Extract the listing below in full, unchanged.
◇ ◇ ◇ ◇ ◇
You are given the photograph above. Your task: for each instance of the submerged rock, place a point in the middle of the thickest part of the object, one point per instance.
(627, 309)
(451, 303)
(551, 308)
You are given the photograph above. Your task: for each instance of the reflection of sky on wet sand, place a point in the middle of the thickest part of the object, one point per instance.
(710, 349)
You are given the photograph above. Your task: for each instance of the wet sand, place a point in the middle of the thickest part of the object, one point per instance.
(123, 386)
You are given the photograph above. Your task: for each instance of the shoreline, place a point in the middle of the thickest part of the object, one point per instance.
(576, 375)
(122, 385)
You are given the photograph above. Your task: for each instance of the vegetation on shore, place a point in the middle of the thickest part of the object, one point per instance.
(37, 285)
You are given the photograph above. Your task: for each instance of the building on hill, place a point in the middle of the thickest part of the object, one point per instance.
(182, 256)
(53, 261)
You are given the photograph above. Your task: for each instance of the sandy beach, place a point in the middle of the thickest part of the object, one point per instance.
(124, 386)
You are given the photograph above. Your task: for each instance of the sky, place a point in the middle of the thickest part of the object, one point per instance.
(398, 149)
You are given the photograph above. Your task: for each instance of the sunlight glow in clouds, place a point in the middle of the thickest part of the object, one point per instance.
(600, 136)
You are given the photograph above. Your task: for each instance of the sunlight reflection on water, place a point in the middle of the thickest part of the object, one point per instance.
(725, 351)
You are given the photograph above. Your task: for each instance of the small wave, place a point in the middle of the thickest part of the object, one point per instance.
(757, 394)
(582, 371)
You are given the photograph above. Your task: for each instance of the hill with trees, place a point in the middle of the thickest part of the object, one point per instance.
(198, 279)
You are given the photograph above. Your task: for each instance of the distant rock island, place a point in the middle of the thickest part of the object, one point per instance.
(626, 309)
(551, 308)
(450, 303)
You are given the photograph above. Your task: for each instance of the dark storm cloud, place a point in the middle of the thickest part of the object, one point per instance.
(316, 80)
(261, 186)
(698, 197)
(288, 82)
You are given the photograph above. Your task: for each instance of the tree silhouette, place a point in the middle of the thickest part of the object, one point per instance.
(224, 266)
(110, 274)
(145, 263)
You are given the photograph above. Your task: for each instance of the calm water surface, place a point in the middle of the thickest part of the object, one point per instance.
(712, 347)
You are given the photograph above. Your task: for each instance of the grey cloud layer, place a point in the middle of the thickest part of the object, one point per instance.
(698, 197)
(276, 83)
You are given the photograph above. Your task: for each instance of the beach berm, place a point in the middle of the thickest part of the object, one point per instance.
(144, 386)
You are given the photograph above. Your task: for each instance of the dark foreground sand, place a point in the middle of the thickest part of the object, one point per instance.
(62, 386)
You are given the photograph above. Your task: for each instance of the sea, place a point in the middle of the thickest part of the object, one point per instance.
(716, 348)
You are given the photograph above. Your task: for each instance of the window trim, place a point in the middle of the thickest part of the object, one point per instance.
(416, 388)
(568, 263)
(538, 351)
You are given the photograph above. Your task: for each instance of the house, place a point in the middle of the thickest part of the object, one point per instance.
◇ ◇ ◇ ◇ ◇
FULL ANSWER:
You are given the photograph above. Your task: for each instance of the submerged rock, place a point in the middle of the thickest part of the object, one point per instance.
(627, 309)
(451, 303)
(551, 308)
You are given the photograph above. Your task: for each instance of the reflection of sky on wet sand, place a point in the middle of the thickest part of the object, one point per instance.
(710, 349)
You are given the photograph above. Your task: for each instance of the wet sand, place a point in the middle of the thickest part of the object, one point per instance.
(123, 386)
You are given the photograph above. Your task: for each instance of the shoreline, place a point in the middle of the thickest part of the object, one point per instance.
(576, 375)
(122, 385)
You are given the photograph above. Your task: for each instance of the vegetation on shore, place a point in the middle of the thickest part of the object, one point per instance.
(37, 285)
You are given the photograph above. Your task: for each instance of the building on hill, place a point in the middle of the thickest part of the object, one point per instance.
(182, 256)
(53, 261)
You are given the photograph above. Your task: for each instance of the sandy beach, place a point in the middle of the thickest part of the object, one point per instance.
(124, 386)
You are given the photograph above. Your task: for each instance of the sky, place a point in the middle of the thickest part of the object, one point per instance.
(398, 149)
You are given the photograph above. Your task: for each instance of the sunlight glow in clouds, place a point in the middle of the thickest part of the object, one point per instance.
(600, 136)
You are given the photograph above. Your task: for each instance of the sunlight reflection on water, place a point in the middle of the thickest part of the object, one point per instance.
(725, 351)
You are given the photograph above. Your task: for each instance of the small wave, place a point in the middle of the thickest part of the object, one point per instance.
(757, 394)
(582, 371)
You are given the photograph above. Your task: for each instance of the hill with trees, place a point in the middle of the thickest part of the object, one point per instance.
(198, 279)
You are given the photograph above. Your task: for each instance of the distant rock island, place a point in the middle of the thickest part of the object, one point per instance.
(626, 309)
(551, 308)
(450, 303)
You are given the photograph above. Your task: for each instance of the dark storm cloud, place a point in the middle of the thickest part of the object, one point per instance.
(316, 80)
(261, 186)
(698, 197)
(288, 82)
You are given the photograph above. Your task: for each instance of the tree silhouette, place a point in the middle of the thickest part of the object, one point per instance.
(224, 266)
(110, 274)
(145, 263)
You are given the photograph above. Your task: for each instance of the calm water surface, place a point in the middle of the thickest part of the object, one point per instance.
(712, 347)
You are given the photograph above. Your task: for each instance of the grey cloud layer, place a point in the middle of the thickest part of the object, one point per instance.
(698, 197)
(276, 83)
You are given the photograph above. Your task: for each instance of the beach berm, place a point in the middle of the thickest part of the object, one point per instance.
(144, 386)
You are given the photograph above. Your task: for each instance of the dark foreground sand, place a point in the middle of the thickest part of the object, one point per instance.
(62, 386)
You are given the photograph above. Your task: for each instance of the sea, place a point in the middle of the thickest part of the object, one point per instance.
(716, 348)
You are given the photograph above. Your task: for each instance of the window trim, place a point in the middle of the thickest part of the object, one point per instance.
(416, 388)
(568, 263)
(538, 351)
You are given the photograph above. Your task: for each instance of the house, place a point in the middle of the thickest part of the object, one point per instance.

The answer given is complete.